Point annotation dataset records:
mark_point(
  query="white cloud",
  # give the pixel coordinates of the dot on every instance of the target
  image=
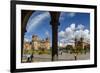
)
(71, 14)
(36, 21)
(70, 33)
(26, 40)
(47, 33)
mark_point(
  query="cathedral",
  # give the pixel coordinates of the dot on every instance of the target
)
(37, 43)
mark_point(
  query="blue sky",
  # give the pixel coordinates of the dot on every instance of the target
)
(39, 23)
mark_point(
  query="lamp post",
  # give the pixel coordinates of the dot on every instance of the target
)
(54, 23)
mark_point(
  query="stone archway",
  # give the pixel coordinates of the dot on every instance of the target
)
(54, 23)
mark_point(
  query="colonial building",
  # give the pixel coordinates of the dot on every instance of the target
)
(37, 43)
(27, 45)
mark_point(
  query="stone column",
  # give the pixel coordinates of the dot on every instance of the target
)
(54, 23)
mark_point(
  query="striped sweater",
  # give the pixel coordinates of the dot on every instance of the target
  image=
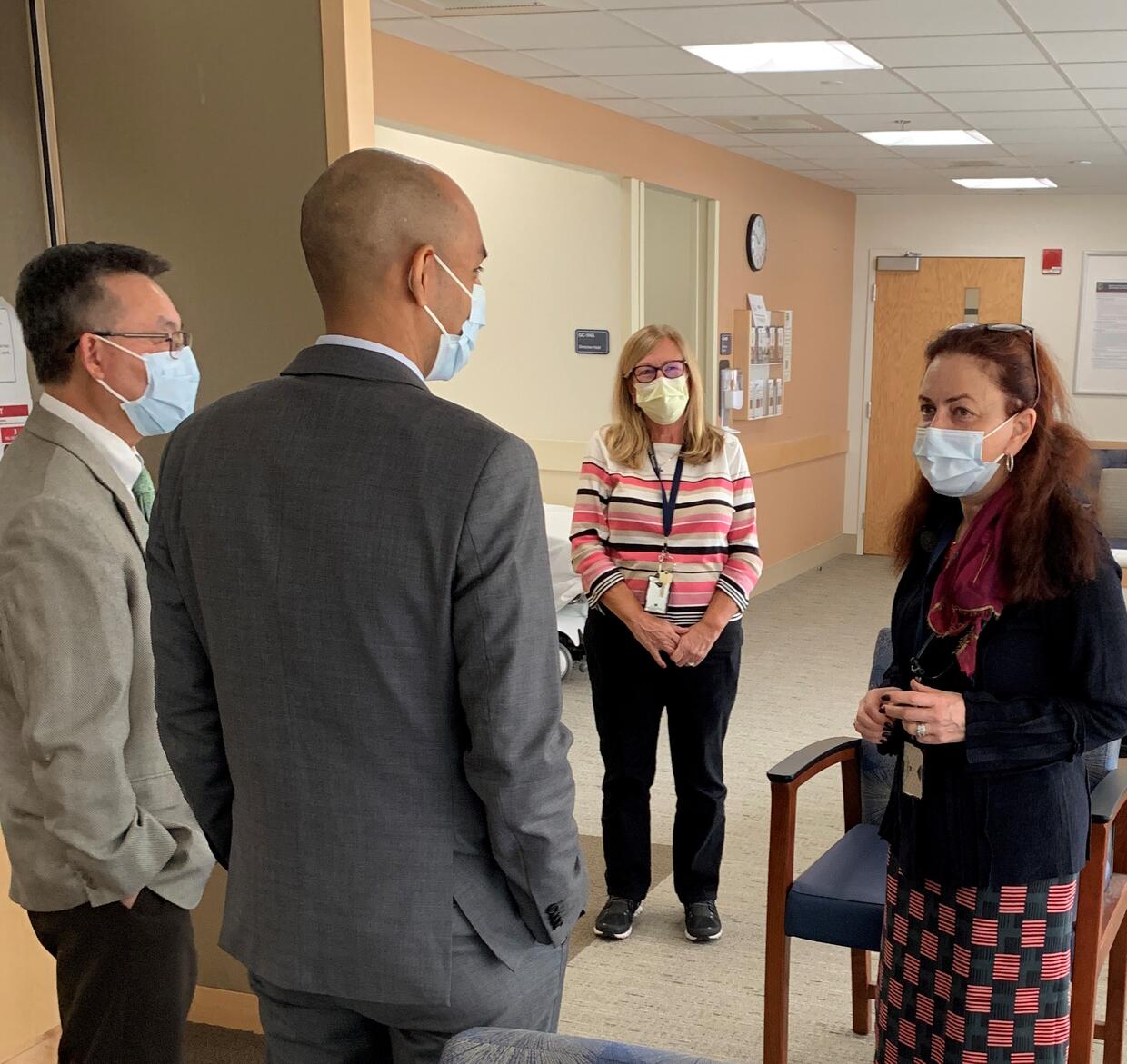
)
(616, 532)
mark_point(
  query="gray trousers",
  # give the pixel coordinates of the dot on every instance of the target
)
(317, 1029)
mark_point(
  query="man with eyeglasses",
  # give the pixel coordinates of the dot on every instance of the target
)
(106, 856)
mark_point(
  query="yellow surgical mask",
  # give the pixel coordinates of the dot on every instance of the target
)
(663, 400)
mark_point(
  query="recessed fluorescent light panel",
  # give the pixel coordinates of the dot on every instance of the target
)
(929, 137)
(1004, 182)
(783, 56)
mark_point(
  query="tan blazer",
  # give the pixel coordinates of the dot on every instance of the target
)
(89, 809)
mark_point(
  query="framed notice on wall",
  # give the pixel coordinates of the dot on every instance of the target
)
(1102, 343)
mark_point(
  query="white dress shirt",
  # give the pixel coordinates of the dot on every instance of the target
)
(122, 458)
(369, 345)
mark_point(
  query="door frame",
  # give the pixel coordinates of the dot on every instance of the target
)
(708, 274)
(870, 323)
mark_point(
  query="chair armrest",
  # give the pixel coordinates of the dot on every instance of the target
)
(1109, 796)
(813, 759)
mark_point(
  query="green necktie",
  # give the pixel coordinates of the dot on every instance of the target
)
(145, 492)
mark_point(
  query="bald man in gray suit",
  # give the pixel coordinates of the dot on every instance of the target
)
(355, 645)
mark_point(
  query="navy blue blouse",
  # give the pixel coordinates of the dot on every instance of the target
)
(1009, 805)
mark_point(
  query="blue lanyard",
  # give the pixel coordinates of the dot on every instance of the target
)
(668, 500)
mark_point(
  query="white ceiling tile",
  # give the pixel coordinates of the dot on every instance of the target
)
(984, 79)
(1048, 15)
(1029, 120)
(733, 107)
(692, 126)
(593, 62)
(913, 18)
(764, 154)
(1045, 99)
(846, 104)
(579, 29)
(723, 140)
(1085, 47)
(832, 81)
(1098, 75)
(1008, 137)
(728, 25)
(888, 121)
(380, 10)
(681, 85)
(637, 108)
(623, 5)
(516, 65)
(980, 51)
(434, 34)
(1102, 99)
(809, 140)
(582, 88)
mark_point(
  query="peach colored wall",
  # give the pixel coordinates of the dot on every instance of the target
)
(811, 230)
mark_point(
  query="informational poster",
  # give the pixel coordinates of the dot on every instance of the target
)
(15, 390)
(761, 317)
(1102, 343)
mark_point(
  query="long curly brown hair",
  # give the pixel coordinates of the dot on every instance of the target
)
(1052, 542)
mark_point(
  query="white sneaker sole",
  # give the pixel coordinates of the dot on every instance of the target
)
(625, 934)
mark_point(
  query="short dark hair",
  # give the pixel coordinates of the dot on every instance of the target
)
(56, 292)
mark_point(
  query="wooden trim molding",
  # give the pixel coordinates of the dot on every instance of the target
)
(769, 457)
(225, 1008)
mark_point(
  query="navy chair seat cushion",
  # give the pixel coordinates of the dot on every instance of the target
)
(840, 899)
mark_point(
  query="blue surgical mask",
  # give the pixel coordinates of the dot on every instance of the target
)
(952, 460)
(454, 351)
(170, 394)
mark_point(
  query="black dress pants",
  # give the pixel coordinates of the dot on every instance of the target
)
(630, 692)
(125, 979)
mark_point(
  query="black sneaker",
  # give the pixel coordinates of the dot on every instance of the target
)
(616, 919)
(703, 922)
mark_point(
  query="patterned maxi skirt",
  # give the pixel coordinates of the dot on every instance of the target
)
(975, 976)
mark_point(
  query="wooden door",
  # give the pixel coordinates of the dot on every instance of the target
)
(911, 309)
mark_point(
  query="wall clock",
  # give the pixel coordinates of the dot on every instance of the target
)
(756, 242)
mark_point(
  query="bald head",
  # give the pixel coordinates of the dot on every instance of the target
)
(367, 214)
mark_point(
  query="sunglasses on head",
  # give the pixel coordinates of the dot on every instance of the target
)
(1009, 328)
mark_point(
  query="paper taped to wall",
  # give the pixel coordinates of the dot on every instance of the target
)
(15, 390)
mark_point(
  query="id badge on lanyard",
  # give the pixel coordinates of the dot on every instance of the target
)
(661, 582)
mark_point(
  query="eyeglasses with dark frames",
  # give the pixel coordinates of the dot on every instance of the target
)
(670, 370)
(176, 341)
(1010, 328)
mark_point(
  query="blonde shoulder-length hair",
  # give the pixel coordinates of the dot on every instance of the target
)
(628, 436)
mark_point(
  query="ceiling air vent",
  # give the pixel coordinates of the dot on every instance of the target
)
(774, 124)
(492, 7)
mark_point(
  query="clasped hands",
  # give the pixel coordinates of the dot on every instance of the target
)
(942, 715)
(685, 647)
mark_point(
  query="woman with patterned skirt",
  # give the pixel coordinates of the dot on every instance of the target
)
(1010, 661)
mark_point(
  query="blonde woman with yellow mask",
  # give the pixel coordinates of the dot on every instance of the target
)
(665, 540)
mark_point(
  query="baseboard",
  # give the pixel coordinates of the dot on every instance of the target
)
(776, 572)
(43, 1049)
(225, 1008)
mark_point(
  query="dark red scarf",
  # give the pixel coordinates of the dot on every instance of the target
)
(971, 591)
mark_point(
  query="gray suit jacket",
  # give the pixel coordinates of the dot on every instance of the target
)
(90, 810)
(356, 678)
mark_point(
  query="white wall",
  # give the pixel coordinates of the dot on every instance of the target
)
(990, 225)
(558, 242)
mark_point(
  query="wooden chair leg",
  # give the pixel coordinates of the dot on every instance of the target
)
(1117, 999)
(776, 974)
(1085, 969)
(859, 966)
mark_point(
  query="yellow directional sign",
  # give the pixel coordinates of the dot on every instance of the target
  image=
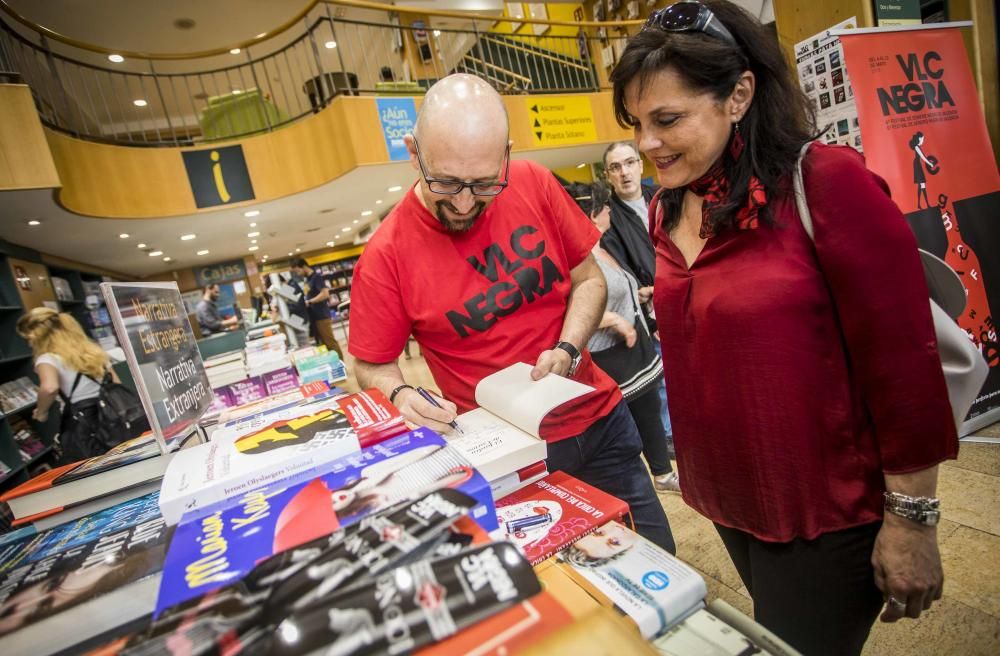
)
(560, 120)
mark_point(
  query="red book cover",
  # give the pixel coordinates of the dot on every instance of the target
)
(372, 417)
(553, 513)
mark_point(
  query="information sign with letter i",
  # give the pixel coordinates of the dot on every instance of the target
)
(162, 354)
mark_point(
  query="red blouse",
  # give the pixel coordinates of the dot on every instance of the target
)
(798, 374)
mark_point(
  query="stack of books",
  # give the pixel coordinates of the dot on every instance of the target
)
(16, 394)
(225, 369)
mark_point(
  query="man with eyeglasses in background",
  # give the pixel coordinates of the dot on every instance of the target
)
(627, 240)
(487, 262)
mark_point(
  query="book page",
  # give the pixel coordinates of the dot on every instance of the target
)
(510, 393)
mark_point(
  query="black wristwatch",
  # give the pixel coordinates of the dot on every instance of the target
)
(574, 354)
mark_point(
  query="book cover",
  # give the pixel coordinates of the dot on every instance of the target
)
(655, 589)
(35, 547)
(34, 592)
(224, 545)
(553, 513)
(256, 451)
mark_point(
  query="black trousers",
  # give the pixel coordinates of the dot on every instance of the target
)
(817, 595)
(645, 410)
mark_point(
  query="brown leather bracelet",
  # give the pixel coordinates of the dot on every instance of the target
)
(392, 395)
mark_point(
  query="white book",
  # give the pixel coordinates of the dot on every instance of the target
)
(502, 435)
(255, 451)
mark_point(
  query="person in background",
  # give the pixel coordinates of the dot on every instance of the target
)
(809, 426)
(209, 319)
(623, 346)
(70, 364)
(627, 240)
(487, 262)
(316, 295)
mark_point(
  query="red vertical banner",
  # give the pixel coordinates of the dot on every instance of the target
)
(924, 132)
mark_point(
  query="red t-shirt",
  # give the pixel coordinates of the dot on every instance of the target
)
(798, 374)
(481, 300)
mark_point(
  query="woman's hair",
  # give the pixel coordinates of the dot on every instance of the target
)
(48, 331)
(776, 125)
(591, 198)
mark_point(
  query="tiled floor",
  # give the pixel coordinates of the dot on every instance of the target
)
(965, 622)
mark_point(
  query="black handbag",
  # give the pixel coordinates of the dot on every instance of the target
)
(637, 369)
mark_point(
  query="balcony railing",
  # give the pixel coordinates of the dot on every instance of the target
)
(177, 100)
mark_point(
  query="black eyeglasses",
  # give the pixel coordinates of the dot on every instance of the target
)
(455, 187)
(689, 16)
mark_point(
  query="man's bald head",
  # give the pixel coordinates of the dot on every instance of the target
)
(462, 109)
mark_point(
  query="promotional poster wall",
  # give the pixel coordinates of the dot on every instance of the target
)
(924, 132)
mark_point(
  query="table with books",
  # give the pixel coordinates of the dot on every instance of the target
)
(317, 521)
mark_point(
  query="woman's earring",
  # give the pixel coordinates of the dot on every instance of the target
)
(736, 144)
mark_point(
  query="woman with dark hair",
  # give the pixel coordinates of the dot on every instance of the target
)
(809, 427)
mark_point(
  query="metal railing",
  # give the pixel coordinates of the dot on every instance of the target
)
(176, 100)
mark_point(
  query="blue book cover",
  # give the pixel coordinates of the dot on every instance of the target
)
(35, 547)
(218, 548)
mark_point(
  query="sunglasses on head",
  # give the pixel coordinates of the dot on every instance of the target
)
(689, 16)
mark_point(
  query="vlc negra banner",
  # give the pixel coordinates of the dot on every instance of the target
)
(923, 131)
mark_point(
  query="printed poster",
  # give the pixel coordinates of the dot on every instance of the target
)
(823, 77)
(925, 134)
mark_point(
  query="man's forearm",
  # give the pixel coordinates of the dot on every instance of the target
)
(383, 376)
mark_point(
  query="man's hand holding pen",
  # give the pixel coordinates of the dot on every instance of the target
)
(437, 413)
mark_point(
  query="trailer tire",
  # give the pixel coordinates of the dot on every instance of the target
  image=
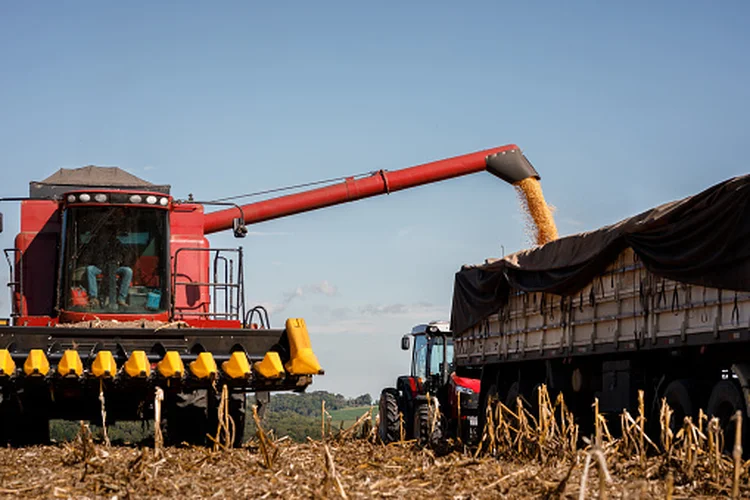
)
(726, 399)
(238, 413)
(677, 395)
(388, 423)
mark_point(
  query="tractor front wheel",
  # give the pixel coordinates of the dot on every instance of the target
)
(389, 425)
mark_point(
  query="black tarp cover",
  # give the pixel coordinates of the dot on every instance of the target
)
(702, 240)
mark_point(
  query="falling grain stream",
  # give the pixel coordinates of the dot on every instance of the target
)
(536, 208)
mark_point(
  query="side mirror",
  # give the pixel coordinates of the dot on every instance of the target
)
(406, 342)
(239, 227)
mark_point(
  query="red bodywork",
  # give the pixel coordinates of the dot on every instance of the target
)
(37, 244)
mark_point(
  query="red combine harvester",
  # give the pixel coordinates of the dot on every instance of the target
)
(115, 290)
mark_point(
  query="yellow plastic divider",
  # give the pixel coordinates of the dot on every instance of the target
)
(137, 365)
(271, 366)
(70, 364)
(104, 365)
(238, 366)
(204, 366)
(7, 365)
(302, 360)
(171, 365)
(36, 364)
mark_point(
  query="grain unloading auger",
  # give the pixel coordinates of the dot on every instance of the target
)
(115, 290)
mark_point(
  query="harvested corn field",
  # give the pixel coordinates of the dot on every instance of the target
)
(521, 455)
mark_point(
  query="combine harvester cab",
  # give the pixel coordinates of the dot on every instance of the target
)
(116, 290)
(658, 303)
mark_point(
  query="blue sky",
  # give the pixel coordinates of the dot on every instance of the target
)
(618, 106)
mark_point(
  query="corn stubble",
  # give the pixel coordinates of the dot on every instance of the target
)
(521, 454)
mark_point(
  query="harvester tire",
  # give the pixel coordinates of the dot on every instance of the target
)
(424, 433)
(388, 424)
(187, 418)
(24, 428)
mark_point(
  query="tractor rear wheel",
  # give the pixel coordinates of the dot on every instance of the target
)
(726, 400)
(389, 428)
(426, 431)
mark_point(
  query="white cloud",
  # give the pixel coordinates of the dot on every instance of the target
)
(267, 233)
(399, 309)
(323, 288)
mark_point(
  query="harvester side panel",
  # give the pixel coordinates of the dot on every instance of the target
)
(186, 226)
(35, 261)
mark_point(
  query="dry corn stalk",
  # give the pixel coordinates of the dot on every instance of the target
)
(104, 414)
(267, 447)
(737, 454)
(225, 429)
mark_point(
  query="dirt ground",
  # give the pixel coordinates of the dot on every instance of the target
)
(352, 469)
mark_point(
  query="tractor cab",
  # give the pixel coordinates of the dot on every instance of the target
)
(432, 401)
(432, 355)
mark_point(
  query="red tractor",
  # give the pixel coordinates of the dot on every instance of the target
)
(408, 410)
(100, 247)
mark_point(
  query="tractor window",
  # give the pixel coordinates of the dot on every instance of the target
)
(115, 260)
(419, 361)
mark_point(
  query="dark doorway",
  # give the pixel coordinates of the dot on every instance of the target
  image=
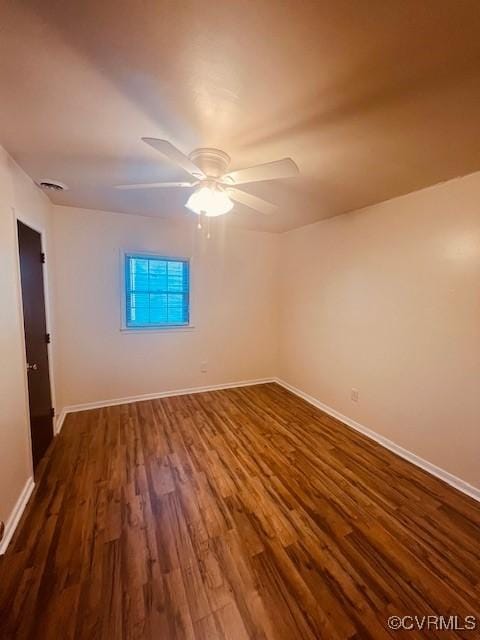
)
(36, 340)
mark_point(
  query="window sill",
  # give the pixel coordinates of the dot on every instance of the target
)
(179, 329)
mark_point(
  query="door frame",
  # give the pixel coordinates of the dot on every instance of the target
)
(25, 219)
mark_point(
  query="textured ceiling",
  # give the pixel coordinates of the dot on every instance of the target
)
(371, 98)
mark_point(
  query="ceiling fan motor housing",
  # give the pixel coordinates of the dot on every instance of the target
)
(213, 162)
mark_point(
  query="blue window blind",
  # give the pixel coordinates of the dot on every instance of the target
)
(156, 291)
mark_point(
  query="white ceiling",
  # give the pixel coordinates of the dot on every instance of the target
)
(371, 98)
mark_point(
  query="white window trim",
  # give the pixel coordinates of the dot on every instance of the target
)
(124, 328)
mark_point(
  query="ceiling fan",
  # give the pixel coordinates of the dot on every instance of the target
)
(214, 187)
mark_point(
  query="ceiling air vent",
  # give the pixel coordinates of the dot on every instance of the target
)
(52, 185)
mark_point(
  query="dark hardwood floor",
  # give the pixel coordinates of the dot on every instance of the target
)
(235, 514)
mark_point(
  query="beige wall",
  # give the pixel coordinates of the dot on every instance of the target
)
(233, 307)
(18, 193)
(387, 300)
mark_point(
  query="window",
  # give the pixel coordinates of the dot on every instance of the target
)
(156, 291)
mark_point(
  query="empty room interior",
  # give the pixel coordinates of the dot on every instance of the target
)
(240, 320)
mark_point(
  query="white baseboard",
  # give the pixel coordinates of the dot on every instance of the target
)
(16, 514)
(454, 481)
(153, 396)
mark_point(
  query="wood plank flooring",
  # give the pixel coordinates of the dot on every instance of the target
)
(235, 514)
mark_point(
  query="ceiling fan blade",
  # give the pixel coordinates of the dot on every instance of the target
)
(175, 155)
(154, 185)
(254, 202)
(285, 168)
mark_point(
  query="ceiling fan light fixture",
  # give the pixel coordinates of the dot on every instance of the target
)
(211, 200)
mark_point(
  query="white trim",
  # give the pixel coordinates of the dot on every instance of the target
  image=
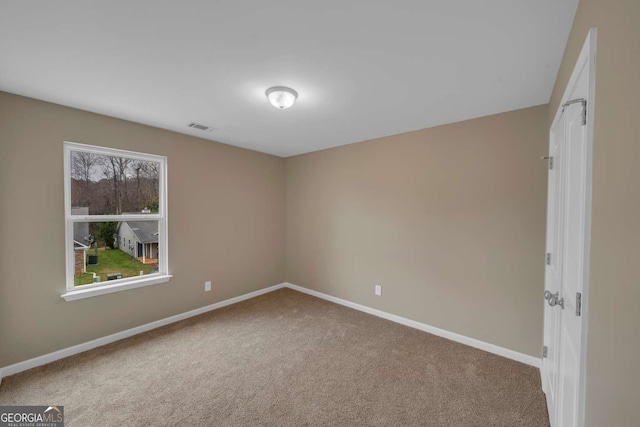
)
(72, 293)
(70, 351)
(587, 57)
(472, 342)
(87, 291)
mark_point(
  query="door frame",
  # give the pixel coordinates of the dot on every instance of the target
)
(587, 61)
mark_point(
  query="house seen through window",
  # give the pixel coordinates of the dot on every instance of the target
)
(115, 216)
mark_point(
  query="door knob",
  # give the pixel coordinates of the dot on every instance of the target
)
(554, 299)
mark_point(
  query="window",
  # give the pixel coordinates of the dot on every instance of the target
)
(113, 196)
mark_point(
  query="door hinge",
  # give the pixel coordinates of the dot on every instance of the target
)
(584, 108)
(578, 303)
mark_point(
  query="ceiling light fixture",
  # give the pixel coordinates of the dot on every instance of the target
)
(281, 97)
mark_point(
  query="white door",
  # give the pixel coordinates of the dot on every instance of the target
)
(553, 274)
(568, 231)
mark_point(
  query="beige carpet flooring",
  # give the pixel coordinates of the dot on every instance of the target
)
(284, 359)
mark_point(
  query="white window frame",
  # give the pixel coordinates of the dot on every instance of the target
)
(162, 276)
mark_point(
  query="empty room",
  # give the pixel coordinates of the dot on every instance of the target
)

What is asked
Pull out every line of the data above that contains the word "beige", and treat uppercase and lowercase as different.

Problem solution
  query="beige wall",
  query="beige carpet flooring",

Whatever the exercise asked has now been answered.